= PASSAGE GIVEN =
553 S.W.3d 733
Tex. App.2018Background
- Jose Rodriguez was convicted by a jury of assault causing bodily injury to Delia Salazar, a person in a dating relationship/household member; he stipulated to prior family-related assault convictions, making the offense a third-degree felony; court sentenced him to 75 years after pleading true to two felony enhancements.
- Incident (June 7, 2014): Rodriguez punched and beat Salazar in his mother Josefa’s house; Josefa intervened and was pushed; officers photographed Salazar’s facial injuries and a broken nose; Rodriguez was arrested.
- State amended an enhancement date shortly before trial; Rodriguez requested a 10-day continuance under art. 28.10(a), which the trial court denied; he later pled true to the amended enhancement.
- During guilt/innocence, Salazar testified including that Rodriguez pushed his mother while attacking her; trial court admitted that as same-transaction/contextual evidence.
- At punishment, the State introduced testimony and photographs of extraneous assaults on Sylvia Cruz (early–mid 2016); defense objected as untimely under the court’s discovery order but evidence was admitted for punishment; defense presented family-member mitigation evidence and mitigation strategy was to avoid aggressive cross-examination.
- Rodriguez raised ten appellate issues (indictment amendment/continuance; admission of extraneous/offensive evidence; discovery/compliance objections; ineffective assistance claims; failure to instruct on lesser offense; cumulative error); the court affirmed the conviction and sentence.

= YOUR TASKS =
**a)** Rewrite the paragraph of the case summary that begins "Incident (June 7, 2014)" as a short bulleted list, keeping its main facts.
**b)** Repeat the case summary word for word from "- Incident (June" to "Rodriguez was arrested.".

= STORED DATA =
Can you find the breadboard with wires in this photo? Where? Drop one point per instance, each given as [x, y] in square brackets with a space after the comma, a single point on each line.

= OUTPUTS =
**a)**
- On June 7, 2014, Rodriguez punched and beat Salazar at the house of his mother, Josefa.
- Josefa stepped in and was pushed.
- Officers photographed Salazar's facial injuries and a broken nose.
- Rodriguez was arrested.

**b)**
- Incident (June 7, 2014): Rodriguez punched and beat Salazar in his mother Josefa’s house; Josefa intervened and was pushed; officers photographed Salazar’s facial injuries and a broken nose; Rodriguez was arrested.